#### Job:
Arrange all of the rows below as a numbered list, omitting any blank lines, and exclude the pictures from your answer.

#### Dataset content:
....
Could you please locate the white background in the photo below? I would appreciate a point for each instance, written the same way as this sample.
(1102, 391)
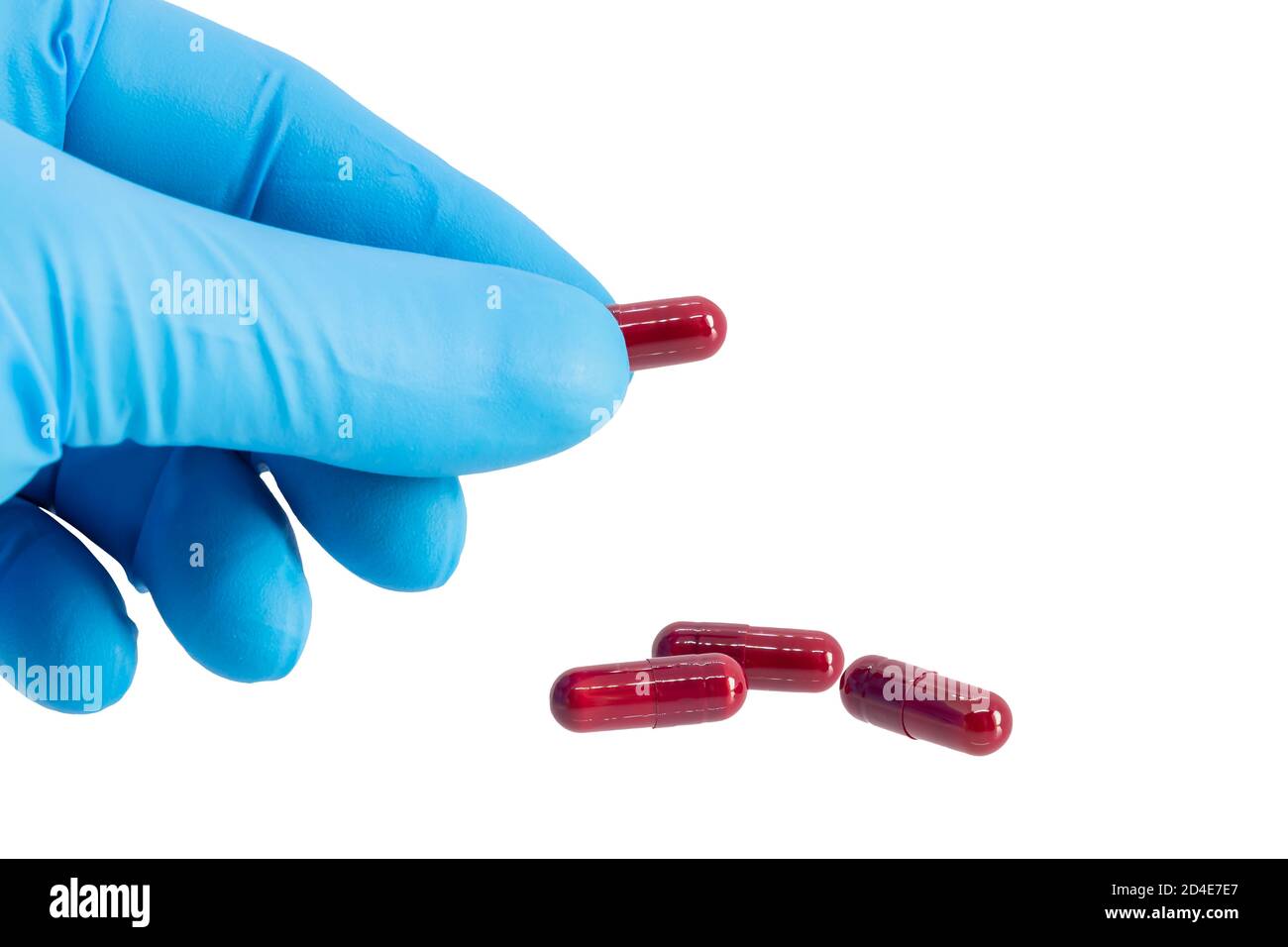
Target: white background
(1005, 394)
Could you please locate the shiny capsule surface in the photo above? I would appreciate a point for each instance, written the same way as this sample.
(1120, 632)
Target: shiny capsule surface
(773, 659)
(925, 705)
(655, 692)
(670, 331)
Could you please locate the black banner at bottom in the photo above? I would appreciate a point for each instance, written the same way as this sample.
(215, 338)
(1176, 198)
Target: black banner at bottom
(1160, 898)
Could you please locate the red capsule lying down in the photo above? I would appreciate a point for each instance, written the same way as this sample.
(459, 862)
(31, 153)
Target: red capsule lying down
(656, 692)
(670, 331)
(773, 659)
(925, 705)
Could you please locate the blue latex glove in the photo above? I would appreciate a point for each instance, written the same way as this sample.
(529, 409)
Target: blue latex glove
(365, 364)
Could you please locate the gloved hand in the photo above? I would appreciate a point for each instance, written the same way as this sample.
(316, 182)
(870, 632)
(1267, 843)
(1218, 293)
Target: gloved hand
(213, 261)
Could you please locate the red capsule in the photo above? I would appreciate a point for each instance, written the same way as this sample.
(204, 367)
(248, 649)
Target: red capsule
(670, 331)
(773, 659)
(925, 705)
(656, 692)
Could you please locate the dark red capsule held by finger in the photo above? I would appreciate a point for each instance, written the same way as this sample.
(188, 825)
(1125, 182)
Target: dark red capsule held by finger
(925, 705)
(656, 692)
(670, 331)
(773, 659)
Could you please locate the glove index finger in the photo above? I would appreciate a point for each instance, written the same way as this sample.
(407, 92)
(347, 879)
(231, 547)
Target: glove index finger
(248, 131)
(196, 328)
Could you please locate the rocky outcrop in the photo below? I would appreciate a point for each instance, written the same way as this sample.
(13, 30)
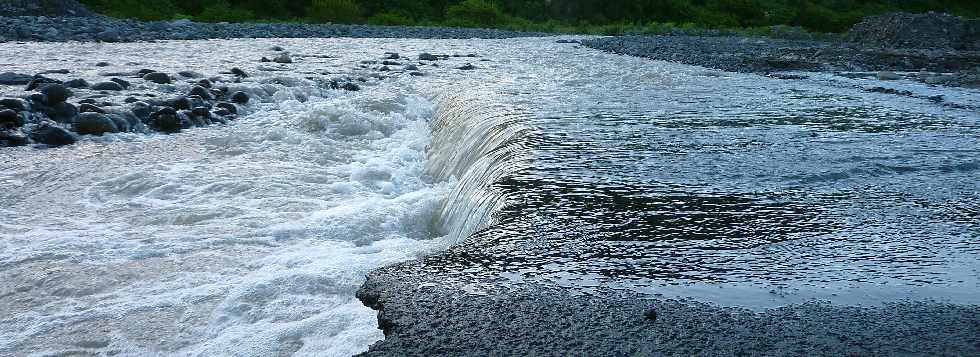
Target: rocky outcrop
(926, 30)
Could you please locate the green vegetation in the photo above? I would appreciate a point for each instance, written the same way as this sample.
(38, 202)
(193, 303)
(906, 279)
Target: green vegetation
(582, 16)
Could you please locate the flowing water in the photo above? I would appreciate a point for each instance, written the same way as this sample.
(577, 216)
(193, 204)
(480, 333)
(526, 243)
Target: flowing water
(549, 164)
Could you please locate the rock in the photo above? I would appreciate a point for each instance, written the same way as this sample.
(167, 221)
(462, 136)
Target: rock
(109, 35)
(157, 77)
(10, 78)
(231, 108)
(239, 97)
(15, 104)
(121, 82)
(40, 81)
(11, 138)
(56, 93)
(925, 30)
(10, 118)
(107, 86)
(141, 110)
(283, 58)
(165, 120)
(190, 74)
(144, 72)
(47, 133)
(62, 112)
(95, 124)
(888, 76)
(239, 72)
(202, 92)
(89, 108)
(76, 83)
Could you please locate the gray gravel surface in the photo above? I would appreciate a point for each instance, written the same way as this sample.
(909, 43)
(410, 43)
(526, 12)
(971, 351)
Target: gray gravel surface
(420, 317)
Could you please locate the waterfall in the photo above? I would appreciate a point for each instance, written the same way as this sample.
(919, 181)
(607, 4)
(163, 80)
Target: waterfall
(476, 139)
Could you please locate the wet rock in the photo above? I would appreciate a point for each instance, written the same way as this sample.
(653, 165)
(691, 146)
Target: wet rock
(15, 104)
(239, 72)
(113, 86)
(143, 72)
(56, 93)
(888, 76)
(190, 74)
(40, 81)
(63, 112)
(76, 83)
(283, 58)
(239, 97)
(157, 77)
(95, 124)
(141, 110)
(202, 92)
(121, 82)
(165, 120)
(10, 78)
(10, 118)
(231, 108)
(89, 108)
(11, 138)
(47, 133)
....
#### Completed exercise:
1. Could you please locate the white background in the photo below? I would appreciate a point for each instance, written the same way as this sample.
2. (1102, 391)
3. Target: white background
4. (1005, 394)
5. Could you please locate the shiny capsule surface in the photo above? I would appreciate a point for each instance, written the same way as this sample.
6. (1120, 632)
7. Target: shiny capsule surface
8. (773, 659)
9. (925, 705)
10. (655, 692)
11. (670, 331)
12. Could you please locate the black banner at bottom in the photo above? I would appreciate a point for each instance, written the same way as this sample.
13. (215, 338)
14. (1176, 198)
15. Target: black banner at bottom
16. (1160, 898)
17. Could you please locate the red capsule lying down in the photo above? I would appreciate a point for each instance, written the same way as this sample.
18. (459, 862)
19. (31, 153)
20. Target: red capsule lying down
21. (656, 692)
22. (670, 331)
23. (773, 659)
24. (925, 705)
25. Could you please locate the blue latex glove in the photo above? I would appreciate a point for each instance, written the same way as this sample.
26. (529, 409)
27. Target: blue latex glove
28. (365, 364)
29. Could you please locate the gloved hand in the photo above? I would appreciate a point for each instance, written the same way as this sample.
30. (316, 182)
31. (870, 632)
32. (1267, 843)
33. (1218, 293)
34. Target: gloved hand
35. (213, 261)
36. Could you please locate the red capsule in the photo above? I would appreciate a point for each instance, written the same way as this sample.
37. (204, 367)
38. (248, 649)
39. Target: red capsule
40. (670, 331)
41. (773, 659)
42. (925, 705)
43. (656, 692)
44. Could you please locate the dark red capsule held by finger in the photo above? I would appreciate a point for each instance, written the same way as this sample.
45. (188, 825)
46. (1125, 182)
47. Target: dark red capsule held by finger
48. (925, 705)
49. (656, 692)
50. (670, 331)
51. (773, 659)
52. Could you please locate the glove index finger in the photo above? I would appreciate a point for each instance, written the same way as this sample.
53. (407, 92)
54. (347, 879)
55. (231, 547)
56. Target: glove index finger
57. (248, 131)
58. (196, 328)
59. Could you please locate the rocky outcrop in the photo below? I would appreciate a point for each instance, written the same way as this sample.
60. (13, 30)
61. Target: rocky outcrop
62. (926, 30)
63. Could you please locate the green vegetation in the photo above? I would appreciate a point for each instance, written the same way as this sample.
64. (38, 202)
65. (193, 303)
66. (906, 279)
67. Target: green vegetation
68. (582, 16)
69. Could you please locate the flowing water in the photo above? I would appreciate a point for each instance, written the same way as this sample.
70. (577, 216)
71. (193, 204)
72. (480, 333)
73. (526, 243)
74. Target: flowing water
75. (549, 164)
76. Could you please locate the rock in the photo above? I would appreciate a point for each instance, written the same way as this sample.
77. (167, 221)
78. (462, 136)
79. Target: rock
80. (109, 35)
81. (157, 77)
82. (10, 78)
83. (231, 108)
84. (239, 97)
85. (15, 104)
86. (121, 82)
87. (40, 81)
88. (11, 138)
89. (56, 93)
90. (925, 30)
91. (10, 118)
92. (107, 86)
93. (141, 110)
94. (283, 58)
95. (165, 120)
96. (190, 74)
97. (144, 72)
98. (47, 133)
99. (62, 112)
100. (95, 124)
101. (888, 76)
102. (239, 72)
103. (202, 92)
104. (89, 108)
105. (76, 83)
106. Could you please locate the gray gravel surface in the photo above? I would appreciate a point for each instance, written the same way as this sample.
107. (909, 43)
108. (410, 43)
109. (526, 12)
110. (971, 351)
111. Target: gray gravel surface
112. (420, 317)
113. Could you please locate the waterfall in the photo above? I would appreciate a point for each instance, written the same way as this sample.
114. (919, 181)
115. (607, 4)
116. (163, 80)
117. Target: waterfall
118. (476, 139)
119. Could you please locate the wet rock in the photo above? I would appreciate a point for each instance, written the same way as this sample.
120. (653, 165)
121. (691, 146)
122. Target: wet rock
123. (15, 104)
124. (239, 72)
125. (113, 86)
126. (143, 72)
127. (56, 93)
128. (888, 76)
129. (190, 74)
130. (40, 81)
131. (63, 112)
132. (76, 83)
133. (283, 58)
134. (239, 97)
135. (157, 77)
136. (95, 124)
137. (141, 110)
138. (202, 92)
139. (121, 82)
140. (165, 120)
141. (10, 78)
142. (10, 118)
143. (231, 108)
144. (89, 108)
145. (11, 138)
146. (47, 133)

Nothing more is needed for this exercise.